→ **EXCERPT TO READ**
_ _ _ _
How to prove that the following two sets are equal?

Question

Let $M=\{x|f(x)=x\},~N=\{x|f(f(x))=x\}$, and $f(x)=x^2+ax+b$, where $a,b\in R$ are such that $4b=(a-1)^2$. Show that $M=N$.

Answer 1

Proceed to show the desired result by showing $M\subseteq N$ and $N\subseteq M$. The first part follows easily since \begin{align} &x\in M \Rightarrow f(x)=x \\ &\Rightarrow f(f(x))=f(x)=x\\ &\Rightarrow x\in N. \end{align}

Thus, $M\subseteq N$. In order to show that $N\subseteq M$, consider an $x$ such that $f(f(x))=x$. Then, we have \begin{align} x-f(x)=f(f(x))-f(x)&=(f(x))^{2}+a(f(x))+b-(x^{2}+ax+b)\\ &=(f(x)-x)(f(x)+x+a). \end{align}

This implies that \begin{eqnarray} (f(x)-x)(f(x)+x+a+1)=0. \end{eqnarray}

From here, we conclude that the only possibility is $f(x)=x$, since if $f(x)=-x-a-1$, then $f(f(x))\neq x$. Thus, we have shown that if $x\in N$, then $x\in M$, which implies $N\subseteq M$.

Hence, $M=N$.
_ _ _ _
[Position identification items]
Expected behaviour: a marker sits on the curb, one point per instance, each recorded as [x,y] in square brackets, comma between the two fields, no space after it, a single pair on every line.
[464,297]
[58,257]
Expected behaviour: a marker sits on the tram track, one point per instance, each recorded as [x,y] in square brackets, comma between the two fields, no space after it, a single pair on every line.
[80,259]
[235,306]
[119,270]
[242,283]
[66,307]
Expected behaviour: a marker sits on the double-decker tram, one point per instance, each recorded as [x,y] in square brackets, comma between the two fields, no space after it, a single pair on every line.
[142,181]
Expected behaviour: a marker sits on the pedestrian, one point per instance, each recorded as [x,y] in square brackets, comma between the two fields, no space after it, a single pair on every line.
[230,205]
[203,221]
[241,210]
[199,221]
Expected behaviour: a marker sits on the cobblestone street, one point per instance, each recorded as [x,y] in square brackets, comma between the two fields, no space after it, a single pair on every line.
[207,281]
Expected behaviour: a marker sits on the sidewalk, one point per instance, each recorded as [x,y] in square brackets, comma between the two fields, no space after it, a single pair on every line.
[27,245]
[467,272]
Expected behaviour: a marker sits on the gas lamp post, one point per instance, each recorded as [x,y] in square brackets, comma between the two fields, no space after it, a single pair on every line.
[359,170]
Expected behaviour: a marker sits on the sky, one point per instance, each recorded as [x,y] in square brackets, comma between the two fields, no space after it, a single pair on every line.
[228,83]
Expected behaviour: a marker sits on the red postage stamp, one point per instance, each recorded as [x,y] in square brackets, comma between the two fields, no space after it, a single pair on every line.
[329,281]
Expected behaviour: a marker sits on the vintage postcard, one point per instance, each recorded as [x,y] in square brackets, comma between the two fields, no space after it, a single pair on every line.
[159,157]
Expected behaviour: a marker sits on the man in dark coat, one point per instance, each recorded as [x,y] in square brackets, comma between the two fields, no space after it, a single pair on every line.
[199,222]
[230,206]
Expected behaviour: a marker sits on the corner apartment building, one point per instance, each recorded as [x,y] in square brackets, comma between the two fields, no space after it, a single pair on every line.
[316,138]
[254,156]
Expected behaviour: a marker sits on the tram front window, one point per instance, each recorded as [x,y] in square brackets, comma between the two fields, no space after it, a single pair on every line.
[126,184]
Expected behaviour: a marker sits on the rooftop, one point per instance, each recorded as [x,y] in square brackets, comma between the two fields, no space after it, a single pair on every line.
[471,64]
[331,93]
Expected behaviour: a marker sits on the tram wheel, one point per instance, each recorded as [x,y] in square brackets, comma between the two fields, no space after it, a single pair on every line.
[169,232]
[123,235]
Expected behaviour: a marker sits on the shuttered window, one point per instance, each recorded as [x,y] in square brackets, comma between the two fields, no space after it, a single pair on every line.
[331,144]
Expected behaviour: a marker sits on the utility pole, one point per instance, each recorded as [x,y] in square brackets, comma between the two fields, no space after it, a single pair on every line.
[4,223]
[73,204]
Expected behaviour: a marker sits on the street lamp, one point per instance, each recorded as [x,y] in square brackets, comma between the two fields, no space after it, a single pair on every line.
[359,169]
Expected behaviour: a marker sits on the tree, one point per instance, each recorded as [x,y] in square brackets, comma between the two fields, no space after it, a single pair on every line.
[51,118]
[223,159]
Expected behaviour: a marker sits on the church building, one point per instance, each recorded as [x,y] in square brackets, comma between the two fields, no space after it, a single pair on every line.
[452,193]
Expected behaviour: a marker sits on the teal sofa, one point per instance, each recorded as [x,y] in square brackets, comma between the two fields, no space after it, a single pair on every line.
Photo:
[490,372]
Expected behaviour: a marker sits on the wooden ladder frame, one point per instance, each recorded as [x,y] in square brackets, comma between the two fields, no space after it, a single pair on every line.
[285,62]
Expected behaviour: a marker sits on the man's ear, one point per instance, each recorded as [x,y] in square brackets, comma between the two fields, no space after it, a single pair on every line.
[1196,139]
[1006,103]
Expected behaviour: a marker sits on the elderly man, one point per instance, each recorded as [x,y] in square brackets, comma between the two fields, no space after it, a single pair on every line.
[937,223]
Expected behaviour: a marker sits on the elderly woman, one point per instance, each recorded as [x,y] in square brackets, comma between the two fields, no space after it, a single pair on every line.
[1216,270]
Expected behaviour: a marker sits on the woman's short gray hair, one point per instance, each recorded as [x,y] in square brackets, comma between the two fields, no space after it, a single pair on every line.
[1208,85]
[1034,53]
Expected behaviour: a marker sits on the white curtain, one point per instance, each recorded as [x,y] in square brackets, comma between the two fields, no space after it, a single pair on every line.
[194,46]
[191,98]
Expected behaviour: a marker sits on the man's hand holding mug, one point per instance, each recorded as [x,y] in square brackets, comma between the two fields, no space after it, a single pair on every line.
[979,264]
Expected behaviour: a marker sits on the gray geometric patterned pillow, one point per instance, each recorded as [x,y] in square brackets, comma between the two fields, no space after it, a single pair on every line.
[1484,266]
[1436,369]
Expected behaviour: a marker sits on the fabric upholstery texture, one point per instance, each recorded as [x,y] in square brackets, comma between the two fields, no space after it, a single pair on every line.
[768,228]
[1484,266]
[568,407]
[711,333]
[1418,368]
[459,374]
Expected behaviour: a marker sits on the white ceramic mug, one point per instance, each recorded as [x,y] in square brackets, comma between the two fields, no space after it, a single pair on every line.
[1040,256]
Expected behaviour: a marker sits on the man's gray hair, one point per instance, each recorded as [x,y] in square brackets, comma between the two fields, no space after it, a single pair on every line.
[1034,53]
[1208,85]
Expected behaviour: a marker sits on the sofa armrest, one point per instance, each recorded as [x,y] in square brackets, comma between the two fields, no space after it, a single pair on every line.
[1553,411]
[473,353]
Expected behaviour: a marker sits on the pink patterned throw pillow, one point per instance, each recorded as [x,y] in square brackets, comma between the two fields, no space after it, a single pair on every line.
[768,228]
_ _ _ _
→ **AIM**
Reproduce the set-equality proof above word for word, from start to finish.

→ **WORKED ANSWER**
How to prove that the following two sets are equal?

Question

Let $M=\{x|f(x)=x\},~N=\{x|f(f(x))=x\}$, and $f(x)=x^2+ax+b$, where $a,b\in R$ are such that $4b=(a-1)^2$. Show that $M=N$.

Answer 1

Proceed to show the desired result by showing $M\subseteq N$ and $N\subseteq M$. The first part follows easily since \begin{align} &x\in M \Rightarrow f(x)=x \\ &\Rightarrow f(f(x))=f(x)=x\\ &\Rightarrow x\in N. \end{align}

Thus, $M\subseteq N$. In order to show that $N\subseteq M$, consider an $x$ such that $f(f(x))=x$. Then, we have \begin{align} x-f(x)=f(f(x))-f(x)&=(f(x))^{2}+a(f(x))+b-(x^{2}+ax+b)\\ &=(f(x)-x)(f(x)+x+a). \end{align}

This implies that \begin{eqnarray} (f(x)-x)(f(x)+x+a+1)=0. \end{eqnarray}

From here, we conclude that the only possibility is $f(x)=x$, since if $f(x)=-x-a-1$, then $f(f(x))\neq x$. Thus, we have shown that if $x\in N$, then $x\in M$, which implies $N\subseteq M$.

Hence, $M=N$.